Records from a point labeling set:
==================================================

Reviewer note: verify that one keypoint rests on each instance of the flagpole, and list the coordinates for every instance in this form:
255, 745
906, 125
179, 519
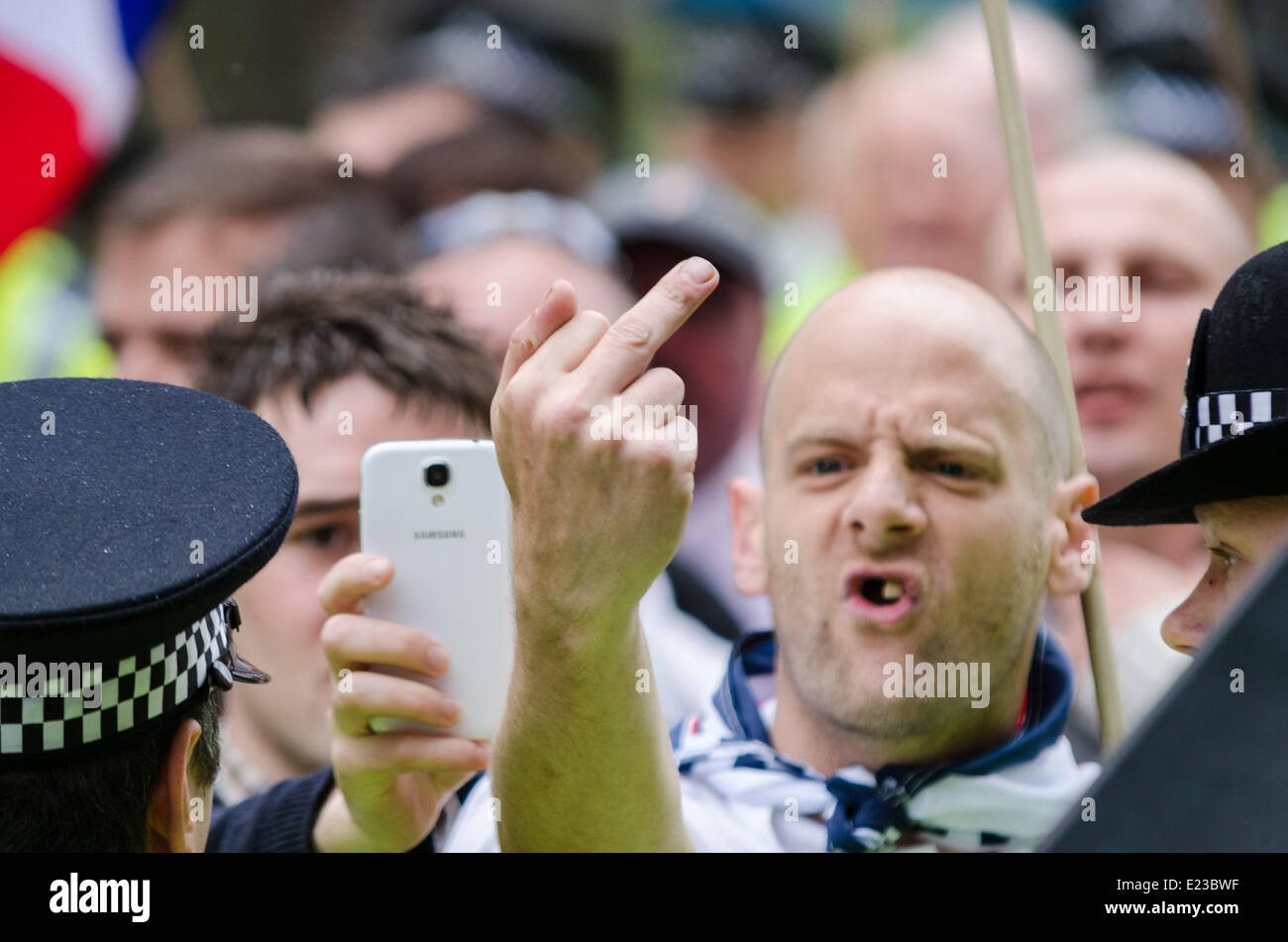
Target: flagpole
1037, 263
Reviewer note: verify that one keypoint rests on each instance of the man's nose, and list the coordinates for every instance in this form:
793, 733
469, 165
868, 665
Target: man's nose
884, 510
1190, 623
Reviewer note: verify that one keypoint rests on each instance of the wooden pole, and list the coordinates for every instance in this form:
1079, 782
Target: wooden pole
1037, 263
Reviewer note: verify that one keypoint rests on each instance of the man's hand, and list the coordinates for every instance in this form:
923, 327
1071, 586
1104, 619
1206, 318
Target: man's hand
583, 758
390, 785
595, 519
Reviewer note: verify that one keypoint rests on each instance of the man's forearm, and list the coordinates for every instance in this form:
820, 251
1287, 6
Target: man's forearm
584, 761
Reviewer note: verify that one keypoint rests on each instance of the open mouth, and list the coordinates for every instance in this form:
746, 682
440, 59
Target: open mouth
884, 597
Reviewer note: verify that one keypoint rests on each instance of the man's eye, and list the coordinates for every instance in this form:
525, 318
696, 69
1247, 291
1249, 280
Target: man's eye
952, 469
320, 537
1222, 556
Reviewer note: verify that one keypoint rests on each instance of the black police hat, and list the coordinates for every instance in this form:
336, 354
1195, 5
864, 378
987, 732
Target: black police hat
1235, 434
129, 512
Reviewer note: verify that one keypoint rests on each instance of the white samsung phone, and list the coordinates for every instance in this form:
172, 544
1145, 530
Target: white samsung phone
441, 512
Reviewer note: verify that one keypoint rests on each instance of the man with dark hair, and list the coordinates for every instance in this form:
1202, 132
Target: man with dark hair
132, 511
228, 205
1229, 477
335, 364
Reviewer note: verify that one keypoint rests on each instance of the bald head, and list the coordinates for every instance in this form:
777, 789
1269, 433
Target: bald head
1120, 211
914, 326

==================================================

*Exercise directions*
Write out, word for word, every line from the one containing "man's eye, and" through the last line of the records above.

*Written solution*
Reviewer note: verify that one keypoint rests on each instance of the man's eye, and list the coordinates for every instance in this form:
525, 318
696, 69
1247, 291
1249, 280
Target: man's eye
952, 469
320, 537
1222, 556
Reviewer note: verify that one keypoint rests on each instance of the black police hat, and list the coordinates for every instance in this form:
336, 354
1195, 5
864, 378
987, 732
Target: black police hat
1235, 434
129, 512
Reviewer note: verify that one keypoint rests on each instance of the white samsung phone, and list the coordinates for every instance in this form:
172, 544
1145, 530
Target: white samsung phone
441, 512
Reviewer note: verify that one keypoint rests on each instance of the man with dark hair, and list the coordinates for every instance in this form:
1202, 132
Target: man with dark hair
132, 511
228, 205
1229, 477
335, 364
Reviewer note: verify that one keypoint rests on each instance of the bald head, and list the coordinates for every instance in this form:
777, 789
1269, 433
Target: bald head
1120, 211
914, 326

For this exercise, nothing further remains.